There's a lot of death hanging around in my life at the moment. Two elderly relatives hang on by a thread. The Godfather of Impro passed away. My wife's old colleague lost her two children. It's almost St. Patrick's day which puts me in mind of a favourite teacher who passed within the last year.
It's almost all on the periphery but there's definitely a vibe that I am not on board with.
I have a surname that is fairly uncommon. I've stumbled upon it a mere handful of times outside of my direct family. And so it was with an enormous amount of shock that I was watching Enola Holmes 2 and a villainous policeman addressed one of his henchmen as 'Sergeant Beeston'. My delight is only tinged with the concern that someone was looking for an 1800s style surname that reflects a bone-headed thug and settled on my nom sans plume.
Some days you wake up feeling great. You launch into the work day and get heaps of stuff done. Other days you feel like trash. You feel so bad that you blow off the day. Take a reprieve. Treat yourself to some self care.

- REQUIRED WORK: Reproduce the personal essay above in full, word for word.

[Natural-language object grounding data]
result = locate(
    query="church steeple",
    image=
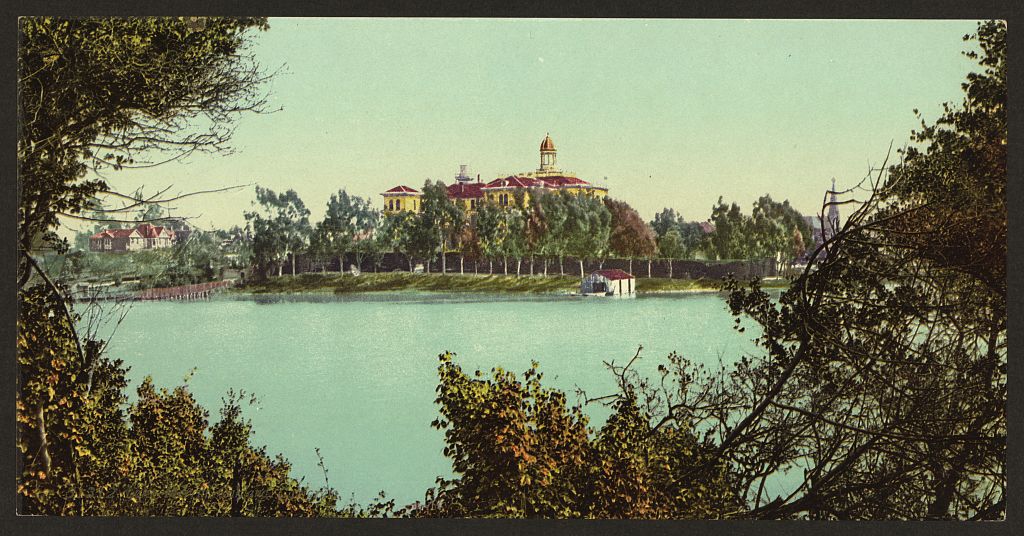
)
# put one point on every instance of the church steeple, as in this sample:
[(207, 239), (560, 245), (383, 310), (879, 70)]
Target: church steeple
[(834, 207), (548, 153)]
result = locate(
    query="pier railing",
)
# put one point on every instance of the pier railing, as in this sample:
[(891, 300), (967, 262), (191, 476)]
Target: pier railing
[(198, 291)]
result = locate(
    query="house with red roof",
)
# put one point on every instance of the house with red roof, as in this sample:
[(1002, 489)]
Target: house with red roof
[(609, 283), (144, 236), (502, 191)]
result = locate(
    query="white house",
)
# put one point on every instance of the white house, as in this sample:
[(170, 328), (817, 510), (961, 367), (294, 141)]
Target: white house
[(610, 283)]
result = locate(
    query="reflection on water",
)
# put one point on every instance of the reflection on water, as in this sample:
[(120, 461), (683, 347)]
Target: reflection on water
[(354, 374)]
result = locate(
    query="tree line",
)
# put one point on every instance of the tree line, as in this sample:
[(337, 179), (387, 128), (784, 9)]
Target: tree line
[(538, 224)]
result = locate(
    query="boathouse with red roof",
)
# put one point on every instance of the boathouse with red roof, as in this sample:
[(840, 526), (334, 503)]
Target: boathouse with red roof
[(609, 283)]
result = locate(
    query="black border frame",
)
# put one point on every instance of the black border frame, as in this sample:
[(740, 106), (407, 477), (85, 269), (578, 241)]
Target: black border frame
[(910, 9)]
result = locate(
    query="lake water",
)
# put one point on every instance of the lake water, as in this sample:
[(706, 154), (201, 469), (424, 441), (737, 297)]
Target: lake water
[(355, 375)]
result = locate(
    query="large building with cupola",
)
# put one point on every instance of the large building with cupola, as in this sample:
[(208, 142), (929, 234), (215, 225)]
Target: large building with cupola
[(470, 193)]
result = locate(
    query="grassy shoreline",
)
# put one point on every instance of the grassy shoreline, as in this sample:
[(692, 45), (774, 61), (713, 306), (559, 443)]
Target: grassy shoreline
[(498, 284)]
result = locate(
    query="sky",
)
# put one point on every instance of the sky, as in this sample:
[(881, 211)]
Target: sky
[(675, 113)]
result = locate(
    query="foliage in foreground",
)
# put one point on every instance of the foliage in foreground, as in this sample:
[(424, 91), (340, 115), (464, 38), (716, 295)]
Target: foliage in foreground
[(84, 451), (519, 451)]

* * *

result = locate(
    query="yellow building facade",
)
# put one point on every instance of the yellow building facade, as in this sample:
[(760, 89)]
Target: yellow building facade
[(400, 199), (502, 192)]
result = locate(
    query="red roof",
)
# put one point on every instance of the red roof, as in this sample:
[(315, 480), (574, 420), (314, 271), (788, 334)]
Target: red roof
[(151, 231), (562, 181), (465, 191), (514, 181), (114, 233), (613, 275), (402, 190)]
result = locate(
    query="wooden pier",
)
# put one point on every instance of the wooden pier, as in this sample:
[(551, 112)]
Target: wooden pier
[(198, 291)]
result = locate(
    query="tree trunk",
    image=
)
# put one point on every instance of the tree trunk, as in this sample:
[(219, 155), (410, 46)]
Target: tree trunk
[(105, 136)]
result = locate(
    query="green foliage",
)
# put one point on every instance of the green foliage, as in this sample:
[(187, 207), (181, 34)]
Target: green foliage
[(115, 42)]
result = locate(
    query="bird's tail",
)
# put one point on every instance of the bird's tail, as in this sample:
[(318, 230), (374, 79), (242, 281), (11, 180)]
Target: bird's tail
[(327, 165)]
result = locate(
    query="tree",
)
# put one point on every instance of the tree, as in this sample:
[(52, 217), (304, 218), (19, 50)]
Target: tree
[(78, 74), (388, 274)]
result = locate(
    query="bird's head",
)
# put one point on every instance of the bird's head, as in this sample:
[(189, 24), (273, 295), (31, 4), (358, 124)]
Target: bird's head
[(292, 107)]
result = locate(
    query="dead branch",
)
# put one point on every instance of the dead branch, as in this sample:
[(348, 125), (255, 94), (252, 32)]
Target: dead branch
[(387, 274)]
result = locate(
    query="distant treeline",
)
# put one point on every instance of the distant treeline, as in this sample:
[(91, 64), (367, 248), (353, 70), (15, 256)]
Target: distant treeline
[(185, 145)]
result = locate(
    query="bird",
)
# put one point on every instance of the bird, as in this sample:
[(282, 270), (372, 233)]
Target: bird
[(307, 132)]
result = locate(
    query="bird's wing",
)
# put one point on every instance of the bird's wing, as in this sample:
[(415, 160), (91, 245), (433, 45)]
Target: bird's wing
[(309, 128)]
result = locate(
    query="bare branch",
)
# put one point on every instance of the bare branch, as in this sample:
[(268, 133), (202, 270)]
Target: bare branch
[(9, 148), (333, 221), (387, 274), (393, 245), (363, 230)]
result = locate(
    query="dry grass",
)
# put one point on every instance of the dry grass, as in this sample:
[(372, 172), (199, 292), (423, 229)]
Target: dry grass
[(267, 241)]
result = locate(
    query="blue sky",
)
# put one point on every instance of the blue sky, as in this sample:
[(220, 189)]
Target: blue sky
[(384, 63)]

- OUTPUT BELOW:
There's a lot of death hanging around in my life at the moment. Two elderly relatives hang on by a thread. The Godfather of Impro passed away. My wife's old colleague lost her two children. It's almost St. Patrick's day which puts me in mind of a favourite teacher who passed within the last year.
It's almost all on the periphery but there's definitely a vibe that I am not on board with.
I have a surname that is fairly uncommon. I've stumbled upon it a mere handful of times outside of my direct family. And so it was with an enormous amount of shock that I was watching Enola Holmes 2 and a villainous policeman addressed one of his henchmen as 'Sergeant Beeston'. My delight is only tinged with the concern that someone was looking for an 1800s style surname that reflects a bone-headed thug and settled on my nom sans plume.
Some days you wake up feeling great. You launch into the work day and get heaps of stuff done. Other days you feel like trash. You feel so bad that you blow off the day. Take a reprieve. Treat yourself to some self care.